Description of the task: Resume the review of murine pituitary development, picking up right after its final sentence.

Genetic regulation of murine pituitary development

Abstract

Significant progress has been made recently in unravelling the embryonic events leading to pituitary morphogenesis, both in vivo and in vitro. This includes dissection of the molecular mechanisms controlling patterning of the ventral diencephalon that regulate formation of the pituitary anlagen or Rathke's pouch. There is also a better characterisation of processes that underlie maintenance of pituitary progenitors, specification of endocrine lineages and the three-dimensional organisation of newly differentiated endocrine cells. Furthermore, a population of adult pituitary stem cells (SCs), originating from embryonic progenitors, have been described and shown to have not only regenerative potential, but also the capacity to induce tumour formation. Finally, the successful recapitulation in vitro of embryonic events leading to generation of endocrine cells from embryonic SCs, and their subsequent transplantation, represents exciting advances towards the use of regenerative medicine to treat endocrine deficits. In this review, an up-to-date description of pituitary morphogenesis will be provided and discussed with particular reference to pituitary SC studies.

Keywords: developmental factors; morphogenesis; pituitary; stem cell.

Figure 1

Development and function of the pituitary–hypothalamic axis. Pituitary development is initiated with the appearance of the hypophyseal placode, apposed to the future ventral diencephalon. The placode later invaginates to become Rathke's pouch (RP), still in contact in its dorsal most part with the infundibulum, which lies within the ventral diencephalon. The infundibulum then evaginates towards RP. It will give rise to the median eminence, the pituitary stalk and the posterior lobe, while the anterior and intermediate lobes originate from RP. Postnatally, the hypothalamus centralises peripheral information and controls pituitary endocrine secretions through release of hypophysiotrophic hormones. Hypothalamic peptide hormones can reach the gland directly, such as oxytocin and vasopressin secreted directly in the posterior lobe, or via the hypophyseal portal system; peptides (GnRH, gonadotrophin-releasing hormone; GHRH, GH-releasing hormone; TRH, thyrotropin-releasing hormone; CRH, corticotropin-releasing hormone; and the inhibitory SST, somatostatin) are secreted at the median eminence and collected by capillaries (adapted from Rizzoti & Lovell-Badge (2011)). Anterior pituitary endocrine cells comprise lactotrophs (producing prolactin, Prl), gonadotrophs (producing luteinizing hormone, LH; and follicle stimulating hormone, FSH), thyrotrophs (producing thyroid stimulating hormone, TSH), corticotrophs (producing adrenocorticotrophic hormone, ACTH; proteolytically cleaved from proopiomelanocortin, POMC) and somatotrophs (producing growth hormone, GH).

Supplied entries:
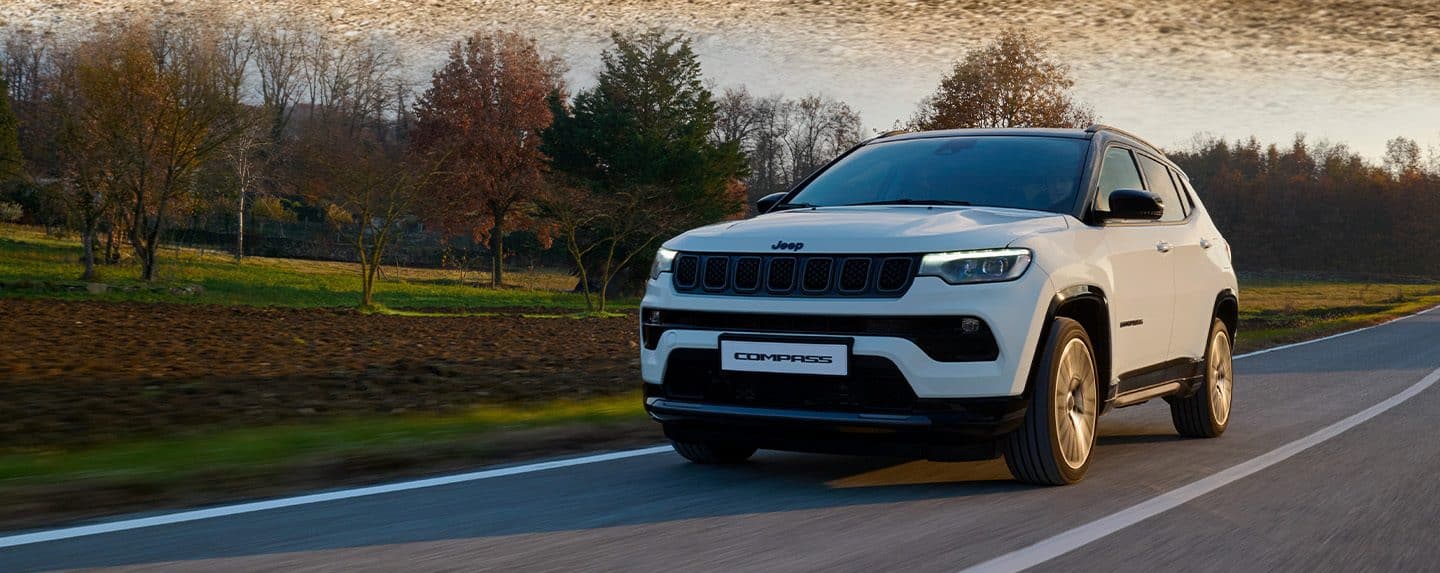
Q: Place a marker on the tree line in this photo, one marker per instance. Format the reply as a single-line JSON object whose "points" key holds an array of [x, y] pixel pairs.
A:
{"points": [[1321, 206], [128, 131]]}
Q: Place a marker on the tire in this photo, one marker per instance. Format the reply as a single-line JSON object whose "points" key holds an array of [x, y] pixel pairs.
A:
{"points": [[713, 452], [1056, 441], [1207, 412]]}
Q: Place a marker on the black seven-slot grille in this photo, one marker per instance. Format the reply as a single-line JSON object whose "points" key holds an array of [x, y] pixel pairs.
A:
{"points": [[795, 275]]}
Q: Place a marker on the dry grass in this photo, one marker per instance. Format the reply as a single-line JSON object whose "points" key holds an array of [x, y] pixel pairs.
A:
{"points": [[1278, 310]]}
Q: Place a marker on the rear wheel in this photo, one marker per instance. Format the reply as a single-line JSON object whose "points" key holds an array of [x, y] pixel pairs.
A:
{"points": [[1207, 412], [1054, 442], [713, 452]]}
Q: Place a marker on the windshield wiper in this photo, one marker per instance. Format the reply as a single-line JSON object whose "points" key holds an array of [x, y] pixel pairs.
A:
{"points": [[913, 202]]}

Response to this exercise:
Figure 2

Main signalling pathways and factors required during pituitary development. Opposing activities of BMP4 and SHH within the ventral diencephalon pattern this region and participate in correct morphogenesis of the infundibulum and in consequence positioning of RP. Within the infundibulum, BMP4 and FGF8, FGF10 and FGF18 are required for development of RP. In RP at 10.5 dpc, BMP2 is present and there is a uniform SMAD activation profile, while the FGF pathway is only activated dorsally (Davis et al. 2011). At this stage, different transcription factors required for RP progenitor proliferation and/or maintenance are ubiquitously expressed. Later, at 14.5 dpc, progenitors are confined around the RP lumen, while differentiating and differentiated cells away from the lumen define the developing anterior pituitary.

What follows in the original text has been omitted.